- Task statement -
Every line from the one with "Pin every instance of the dense forest." through the end of the entries below should be written out exactly; the pictures should not.
******************************
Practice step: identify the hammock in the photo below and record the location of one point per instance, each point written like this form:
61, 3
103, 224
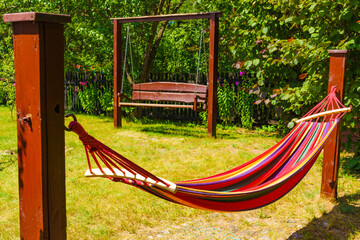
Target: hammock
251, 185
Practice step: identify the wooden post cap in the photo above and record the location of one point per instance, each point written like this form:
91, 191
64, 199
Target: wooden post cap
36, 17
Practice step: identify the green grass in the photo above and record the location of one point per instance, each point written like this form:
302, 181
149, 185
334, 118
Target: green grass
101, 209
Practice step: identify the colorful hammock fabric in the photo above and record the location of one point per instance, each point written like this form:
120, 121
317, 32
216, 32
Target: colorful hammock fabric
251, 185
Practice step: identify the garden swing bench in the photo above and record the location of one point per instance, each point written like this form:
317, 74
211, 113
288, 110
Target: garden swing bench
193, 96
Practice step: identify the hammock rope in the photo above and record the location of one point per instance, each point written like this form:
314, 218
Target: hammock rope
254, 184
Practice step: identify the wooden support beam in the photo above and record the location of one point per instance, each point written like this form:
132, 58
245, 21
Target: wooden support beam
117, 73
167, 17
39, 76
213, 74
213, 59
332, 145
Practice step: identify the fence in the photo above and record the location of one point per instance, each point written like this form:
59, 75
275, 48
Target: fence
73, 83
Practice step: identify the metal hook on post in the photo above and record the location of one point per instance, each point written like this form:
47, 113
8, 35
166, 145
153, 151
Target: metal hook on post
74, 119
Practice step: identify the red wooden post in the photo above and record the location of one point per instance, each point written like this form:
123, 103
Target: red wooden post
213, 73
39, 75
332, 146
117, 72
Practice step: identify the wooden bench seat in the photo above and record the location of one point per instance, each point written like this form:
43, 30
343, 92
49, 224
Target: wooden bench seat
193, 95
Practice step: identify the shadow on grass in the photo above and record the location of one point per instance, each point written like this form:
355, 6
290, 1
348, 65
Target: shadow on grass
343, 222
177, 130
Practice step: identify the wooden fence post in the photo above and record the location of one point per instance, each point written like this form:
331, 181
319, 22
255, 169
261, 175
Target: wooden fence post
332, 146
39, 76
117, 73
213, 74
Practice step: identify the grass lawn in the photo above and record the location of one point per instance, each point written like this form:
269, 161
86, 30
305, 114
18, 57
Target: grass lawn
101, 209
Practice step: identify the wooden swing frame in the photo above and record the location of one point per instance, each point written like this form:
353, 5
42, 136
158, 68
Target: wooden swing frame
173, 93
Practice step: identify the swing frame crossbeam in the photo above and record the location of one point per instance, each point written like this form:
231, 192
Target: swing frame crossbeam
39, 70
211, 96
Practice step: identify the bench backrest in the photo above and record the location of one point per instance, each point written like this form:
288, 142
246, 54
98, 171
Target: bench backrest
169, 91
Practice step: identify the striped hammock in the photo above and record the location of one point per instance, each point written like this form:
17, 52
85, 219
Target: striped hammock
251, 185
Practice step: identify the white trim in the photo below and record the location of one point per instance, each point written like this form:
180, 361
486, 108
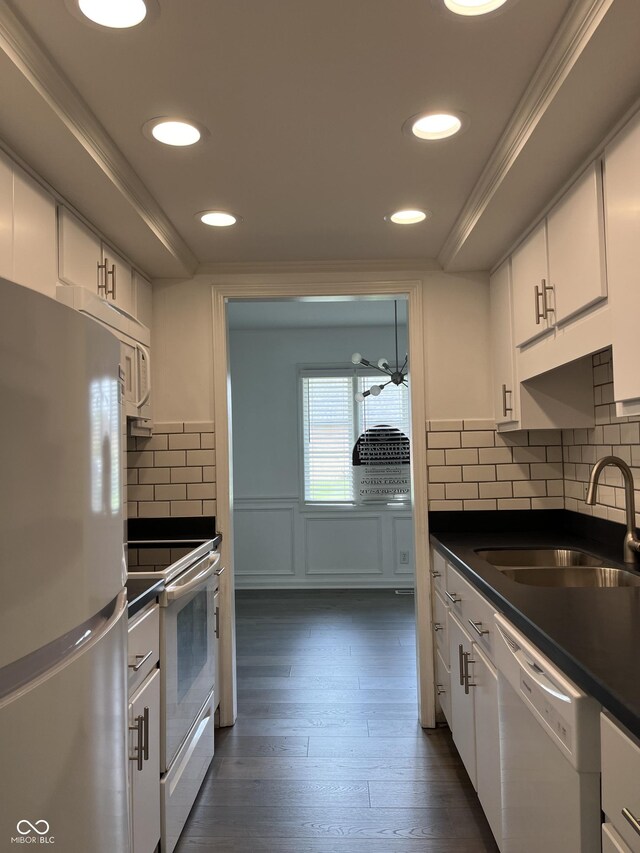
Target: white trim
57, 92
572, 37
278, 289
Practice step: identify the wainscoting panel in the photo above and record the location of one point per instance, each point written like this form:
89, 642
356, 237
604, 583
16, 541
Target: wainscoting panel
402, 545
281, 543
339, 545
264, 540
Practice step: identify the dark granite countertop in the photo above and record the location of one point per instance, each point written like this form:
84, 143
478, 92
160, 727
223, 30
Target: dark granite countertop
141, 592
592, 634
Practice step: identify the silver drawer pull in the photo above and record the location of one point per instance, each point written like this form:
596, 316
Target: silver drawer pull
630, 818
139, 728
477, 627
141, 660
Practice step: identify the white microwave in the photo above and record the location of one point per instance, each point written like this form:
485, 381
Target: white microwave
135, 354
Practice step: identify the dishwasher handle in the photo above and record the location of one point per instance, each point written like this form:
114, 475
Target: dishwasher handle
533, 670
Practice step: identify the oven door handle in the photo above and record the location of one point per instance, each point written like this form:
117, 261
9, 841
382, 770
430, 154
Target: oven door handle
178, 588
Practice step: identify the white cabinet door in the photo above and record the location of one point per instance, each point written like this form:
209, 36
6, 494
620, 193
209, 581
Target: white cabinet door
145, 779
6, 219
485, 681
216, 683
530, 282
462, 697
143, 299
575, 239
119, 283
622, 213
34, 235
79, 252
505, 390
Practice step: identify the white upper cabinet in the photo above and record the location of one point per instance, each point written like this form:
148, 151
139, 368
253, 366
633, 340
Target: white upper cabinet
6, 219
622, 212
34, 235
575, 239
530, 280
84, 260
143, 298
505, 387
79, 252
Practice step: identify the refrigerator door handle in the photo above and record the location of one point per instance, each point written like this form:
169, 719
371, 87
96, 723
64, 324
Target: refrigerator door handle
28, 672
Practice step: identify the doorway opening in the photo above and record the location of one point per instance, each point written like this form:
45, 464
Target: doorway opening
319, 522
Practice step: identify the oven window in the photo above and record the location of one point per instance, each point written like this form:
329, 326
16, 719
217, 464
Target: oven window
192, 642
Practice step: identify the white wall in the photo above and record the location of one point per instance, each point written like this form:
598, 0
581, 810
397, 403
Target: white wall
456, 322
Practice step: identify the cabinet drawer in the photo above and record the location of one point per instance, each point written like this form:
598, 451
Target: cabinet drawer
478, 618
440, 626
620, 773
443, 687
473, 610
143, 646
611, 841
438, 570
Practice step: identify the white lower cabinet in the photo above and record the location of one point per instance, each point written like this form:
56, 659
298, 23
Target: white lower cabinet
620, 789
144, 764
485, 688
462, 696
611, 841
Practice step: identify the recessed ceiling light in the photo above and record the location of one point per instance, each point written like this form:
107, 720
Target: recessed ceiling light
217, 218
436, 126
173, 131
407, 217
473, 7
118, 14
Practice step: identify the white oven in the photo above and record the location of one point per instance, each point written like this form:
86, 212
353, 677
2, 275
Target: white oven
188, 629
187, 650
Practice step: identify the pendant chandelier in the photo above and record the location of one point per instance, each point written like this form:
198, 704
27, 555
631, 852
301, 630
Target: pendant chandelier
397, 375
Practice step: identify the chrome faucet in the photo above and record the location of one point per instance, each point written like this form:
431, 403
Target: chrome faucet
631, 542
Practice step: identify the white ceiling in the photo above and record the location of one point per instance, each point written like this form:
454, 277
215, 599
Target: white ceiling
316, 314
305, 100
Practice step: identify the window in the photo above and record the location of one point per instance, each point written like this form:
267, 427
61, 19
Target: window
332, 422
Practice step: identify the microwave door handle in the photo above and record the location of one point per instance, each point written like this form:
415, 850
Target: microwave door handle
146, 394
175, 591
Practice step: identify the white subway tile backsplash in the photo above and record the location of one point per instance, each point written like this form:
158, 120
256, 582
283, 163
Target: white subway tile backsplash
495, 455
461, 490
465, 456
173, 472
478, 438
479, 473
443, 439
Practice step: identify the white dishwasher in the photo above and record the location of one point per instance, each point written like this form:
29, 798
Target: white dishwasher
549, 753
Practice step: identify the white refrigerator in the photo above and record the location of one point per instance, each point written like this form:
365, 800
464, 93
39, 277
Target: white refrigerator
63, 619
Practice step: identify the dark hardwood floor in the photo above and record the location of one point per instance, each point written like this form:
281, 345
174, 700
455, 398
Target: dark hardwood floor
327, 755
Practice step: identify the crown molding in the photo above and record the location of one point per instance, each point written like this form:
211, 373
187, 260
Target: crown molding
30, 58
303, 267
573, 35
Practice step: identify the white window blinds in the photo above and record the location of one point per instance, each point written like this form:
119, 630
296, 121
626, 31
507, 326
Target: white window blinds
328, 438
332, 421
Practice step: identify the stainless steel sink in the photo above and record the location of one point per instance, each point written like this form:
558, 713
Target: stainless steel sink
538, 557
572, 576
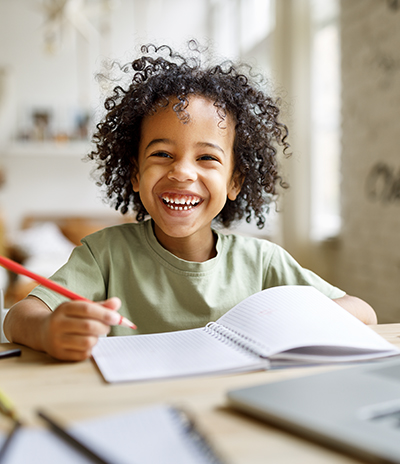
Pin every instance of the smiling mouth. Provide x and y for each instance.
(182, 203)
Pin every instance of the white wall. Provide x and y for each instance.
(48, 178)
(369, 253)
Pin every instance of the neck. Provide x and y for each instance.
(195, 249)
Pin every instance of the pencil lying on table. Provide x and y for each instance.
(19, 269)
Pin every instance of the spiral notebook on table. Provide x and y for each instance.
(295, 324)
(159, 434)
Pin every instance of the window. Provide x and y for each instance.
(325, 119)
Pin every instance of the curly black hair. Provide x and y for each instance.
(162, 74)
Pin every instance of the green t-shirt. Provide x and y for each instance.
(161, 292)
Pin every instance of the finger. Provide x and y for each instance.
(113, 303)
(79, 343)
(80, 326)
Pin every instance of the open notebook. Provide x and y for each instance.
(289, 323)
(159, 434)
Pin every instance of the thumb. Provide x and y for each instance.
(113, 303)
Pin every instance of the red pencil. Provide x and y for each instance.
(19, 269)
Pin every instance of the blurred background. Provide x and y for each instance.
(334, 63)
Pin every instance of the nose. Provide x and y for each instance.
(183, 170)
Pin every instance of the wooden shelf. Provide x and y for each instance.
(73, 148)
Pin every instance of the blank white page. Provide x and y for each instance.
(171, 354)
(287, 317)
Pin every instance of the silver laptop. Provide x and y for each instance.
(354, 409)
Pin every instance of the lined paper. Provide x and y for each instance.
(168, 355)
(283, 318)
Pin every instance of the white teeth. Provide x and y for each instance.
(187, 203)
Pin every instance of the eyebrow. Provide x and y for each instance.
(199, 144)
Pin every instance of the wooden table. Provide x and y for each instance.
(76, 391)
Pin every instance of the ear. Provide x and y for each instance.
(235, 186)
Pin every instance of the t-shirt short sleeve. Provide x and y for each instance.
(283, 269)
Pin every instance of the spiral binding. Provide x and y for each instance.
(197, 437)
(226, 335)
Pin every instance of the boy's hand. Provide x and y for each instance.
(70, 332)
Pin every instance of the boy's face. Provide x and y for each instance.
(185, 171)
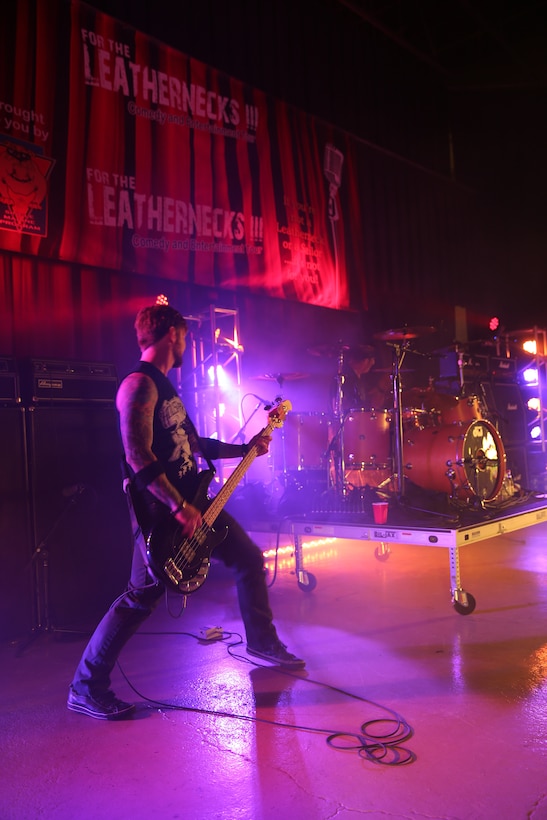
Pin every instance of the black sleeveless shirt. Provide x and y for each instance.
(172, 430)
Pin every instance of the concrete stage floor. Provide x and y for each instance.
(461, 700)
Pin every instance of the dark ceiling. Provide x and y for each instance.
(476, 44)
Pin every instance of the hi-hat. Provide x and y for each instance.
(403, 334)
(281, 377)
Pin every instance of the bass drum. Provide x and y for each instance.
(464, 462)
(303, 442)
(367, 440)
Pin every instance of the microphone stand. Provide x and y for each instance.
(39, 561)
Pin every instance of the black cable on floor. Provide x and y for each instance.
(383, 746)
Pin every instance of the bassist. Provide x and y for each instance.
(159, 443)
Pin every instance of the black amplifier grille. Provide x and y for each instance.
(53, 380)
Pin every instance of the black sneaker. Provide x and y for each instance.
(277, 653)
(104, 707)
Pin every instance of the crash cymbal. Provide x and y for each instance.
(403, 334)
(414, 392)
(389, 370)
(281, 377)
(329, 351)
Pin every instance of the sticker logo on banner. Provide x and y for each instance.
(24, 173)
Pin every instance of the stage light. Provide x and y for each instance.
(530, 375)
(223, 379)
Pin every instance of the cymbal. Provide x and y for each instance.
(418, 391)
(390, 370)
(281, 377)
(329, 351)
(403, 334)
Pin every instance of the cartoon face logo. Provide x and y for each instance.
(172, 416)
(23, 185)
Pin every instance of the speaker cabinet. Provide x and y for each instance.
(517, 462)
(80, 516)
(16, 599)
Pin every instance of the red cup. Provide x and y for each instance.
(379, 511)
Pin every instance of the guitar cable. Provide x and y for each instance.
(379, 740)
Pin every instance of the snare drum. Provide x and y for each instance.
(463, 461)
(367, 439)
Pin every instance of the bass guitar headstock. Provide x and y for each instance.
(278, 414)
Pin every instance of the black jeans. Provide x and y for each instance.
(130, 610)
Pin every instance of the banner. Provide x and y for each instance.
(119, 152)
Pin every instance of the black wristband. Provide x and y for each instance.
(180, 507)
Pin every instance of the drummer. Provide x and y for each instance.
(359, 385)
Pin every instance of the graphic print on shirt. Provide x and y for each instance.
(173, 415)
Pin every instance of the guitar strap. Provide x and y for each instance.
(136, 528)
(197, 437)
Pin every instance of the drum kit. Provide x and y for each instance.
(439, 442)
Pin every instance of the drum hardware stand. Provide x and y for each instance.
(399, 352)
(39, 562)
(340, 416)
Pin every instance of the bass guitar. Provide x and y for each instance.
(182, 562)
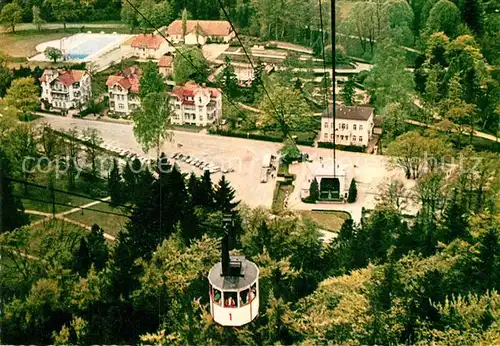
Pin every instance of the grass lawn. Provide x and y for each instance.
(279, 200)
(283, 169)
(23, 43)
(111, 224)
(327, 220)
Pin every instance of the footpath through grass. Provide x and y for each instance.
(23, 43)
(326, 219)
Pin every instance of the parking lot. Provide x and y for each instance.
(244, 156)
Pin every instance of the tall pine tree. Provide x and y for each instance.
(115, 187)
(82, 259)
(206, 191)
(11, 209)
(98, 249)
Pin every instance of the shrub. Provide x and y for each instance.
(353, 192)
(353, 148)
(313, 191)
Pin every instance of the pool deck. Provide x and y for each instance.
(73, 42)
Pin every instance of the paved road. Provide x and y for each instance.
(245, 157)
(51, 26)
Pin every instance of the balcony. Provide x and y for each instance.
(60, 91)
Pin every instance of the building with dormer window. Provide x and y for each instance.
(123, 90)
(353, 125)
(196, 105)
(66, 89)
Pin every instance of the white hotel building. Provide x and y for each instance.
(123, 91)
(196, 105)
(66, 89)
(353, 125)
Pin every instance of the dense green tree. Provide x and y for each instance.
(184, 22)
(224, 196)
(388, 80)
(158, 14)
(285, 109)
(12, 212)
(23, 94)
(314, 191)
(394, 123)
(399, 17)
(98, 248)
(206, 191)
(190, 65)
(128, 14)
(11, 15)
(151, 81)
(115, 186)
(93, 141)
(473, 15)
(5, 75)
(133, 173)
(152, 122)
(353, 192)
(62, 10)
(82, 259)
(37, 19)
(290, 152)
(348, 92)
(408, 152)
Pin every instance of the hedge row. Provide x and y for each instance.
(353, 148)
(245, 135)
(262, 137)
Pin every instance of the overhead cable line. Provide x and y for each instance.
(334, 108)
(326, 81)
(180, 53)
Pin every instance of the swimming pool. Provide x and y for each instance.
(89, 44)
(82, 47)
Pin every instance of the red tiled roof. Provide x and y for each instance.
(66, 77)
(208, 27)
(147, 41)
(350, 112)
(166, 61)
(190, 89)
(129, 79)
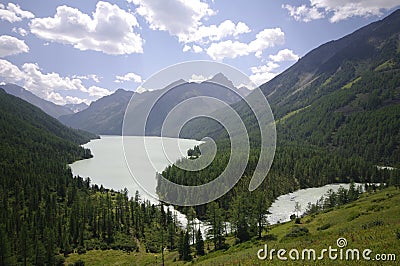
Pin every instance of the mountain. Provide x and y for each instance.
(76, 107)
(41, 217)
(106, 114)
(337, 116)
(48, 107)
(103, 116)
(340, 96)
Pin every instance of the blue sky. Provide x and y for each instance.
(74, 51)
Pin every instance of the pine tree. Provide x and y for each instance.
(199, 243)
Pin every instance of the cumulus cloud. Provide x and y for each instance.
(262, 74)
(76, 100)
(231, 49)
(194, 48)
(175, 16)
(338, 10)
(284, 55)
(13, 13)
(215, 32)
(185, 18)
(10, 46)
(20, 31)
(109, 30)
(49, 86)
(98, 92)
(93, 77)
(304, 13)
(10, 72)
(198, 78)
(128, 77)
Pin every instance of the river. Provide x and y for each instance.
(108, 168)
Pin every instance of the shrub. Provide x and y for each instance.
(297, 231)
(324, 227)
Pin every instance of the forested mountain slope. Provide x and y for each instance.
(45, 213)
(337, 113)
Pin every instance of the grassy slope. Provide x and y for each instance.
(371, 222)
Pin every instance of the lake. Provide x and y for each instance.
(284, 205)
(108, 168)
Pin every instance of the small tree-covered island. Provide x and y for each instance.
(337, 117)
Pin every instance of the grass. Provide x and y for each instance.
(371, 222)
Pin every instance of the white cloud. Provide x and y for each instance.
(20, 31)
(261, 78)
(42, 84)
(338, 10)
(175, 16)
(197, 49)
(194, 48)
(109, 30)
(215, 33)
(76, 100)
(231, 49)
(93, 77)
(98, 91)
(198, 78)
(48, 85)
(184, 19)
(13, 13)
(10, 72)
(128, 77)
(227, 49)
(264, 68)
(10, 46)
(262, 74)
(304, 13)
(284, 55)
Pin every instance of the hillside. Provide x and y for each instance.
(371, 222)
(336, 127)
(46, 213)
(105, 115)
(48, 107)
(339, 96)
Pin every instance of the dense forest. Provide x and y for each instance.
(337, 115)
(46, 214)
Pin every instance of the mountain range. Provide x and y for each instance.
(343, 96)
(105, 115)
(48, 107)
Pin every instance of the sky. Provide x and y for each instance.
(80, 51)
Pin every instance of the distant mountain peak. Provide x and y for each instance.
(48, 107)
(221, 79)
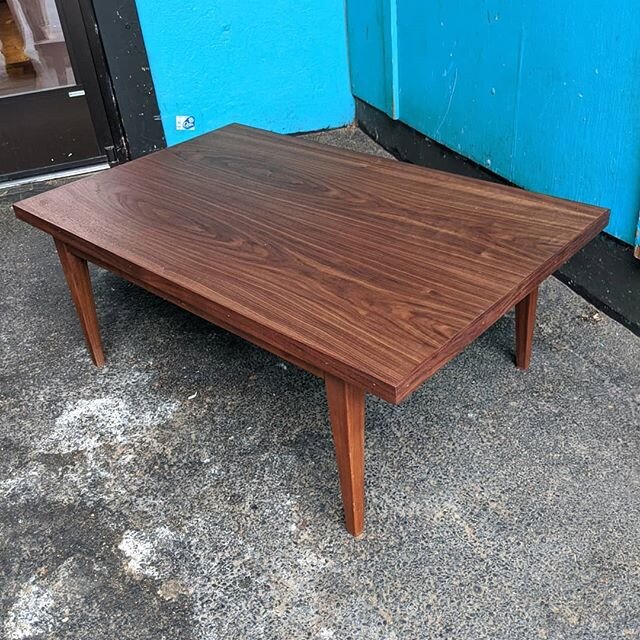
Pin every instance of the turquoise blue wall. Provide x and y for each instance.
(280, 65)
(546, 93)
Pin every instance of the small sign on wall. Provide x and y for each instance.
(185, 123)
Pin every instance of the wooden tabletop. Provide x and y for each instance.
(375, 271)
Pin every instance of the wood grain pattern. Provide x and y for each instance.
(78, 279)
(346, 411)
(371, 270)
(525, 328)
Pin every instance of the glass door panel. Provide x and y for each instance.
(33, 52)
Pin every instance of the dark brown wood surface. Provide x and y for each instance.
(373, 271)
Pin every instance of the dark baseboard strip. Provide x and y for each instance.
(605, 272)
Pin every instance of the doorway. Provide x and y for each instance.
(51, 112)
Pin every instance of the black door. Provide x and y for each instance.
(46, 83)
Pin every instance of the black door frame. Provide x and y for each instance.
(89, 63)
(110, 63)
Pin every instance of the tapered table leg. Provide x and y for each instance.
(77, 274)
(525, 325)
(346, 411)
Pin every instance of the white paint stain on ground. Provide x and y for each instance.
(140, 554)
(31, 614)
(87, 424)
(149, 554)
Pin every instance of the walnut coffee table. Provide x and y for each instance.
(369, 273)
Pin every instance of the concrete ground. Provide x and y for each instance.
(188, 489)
******************************
- Output for this exercise -
Pin every instance of the dense forest. Provide x and y for each instance.
(337, 115)
(46, 214)
Pin every instance of the mountain range. Provide x and y for each instance.
(343, 96)
(105, 115)
(48, 107)
Pin every instance of the sky. Provide x and y for each instance.
(80, 51)
Pin every instance of the distant mountain peak. Provide x and y for each instance.
(48, 107)
(221, 79)
Pin every instance of the turquoise blue wall. Provide x and y for each instance.
(280, 65)
(546, 93)
Pin every instance of the small sign on wall. Provide x and y for each instance.
(185, 123)
Pin every instance of the wooden tabletop. Provide x and y for each instance.
(375, 271)
Pin every instance of the wood grain pattern. Provide x and y for each instance.
(78, 279)
(346, 411)
(371, 270)
(525, 328)
Pin every instance of the glass door panel. Provide x and y for each instance.
(33, 52)
Pin every instance of the dark brown wood surface. Provide x and y for each instance.
(373, 271)
Pin every instance of the dark baseboard strip. Provide x and y for each instance.
(605, 272)
Pin every instance of the doorway. Provide x and y for each instance.
(51, 112)
Pin every instance of the black door. Provide x and y for each instance.
(46, 83)
Pin every instance of the black door frame. Provide x and y for each instance.
(89, 63)
(110, 63)
Pin every instance of the tapered table leg. Provide x and y for each instance.
(77, 274)
(525, 325)
(346, 411)
Pin every instance of the white paint stain on ground. Provide x and y for each instance.
(140, 554)
(31, 614)
(87, 424)
(149, 554)
Pin every instance of the walnut coffee table. Provide x and y for each instance.
(369, 273)
Pin every instance of the concrete ground. Provide x and y for each instance.
(188, 489)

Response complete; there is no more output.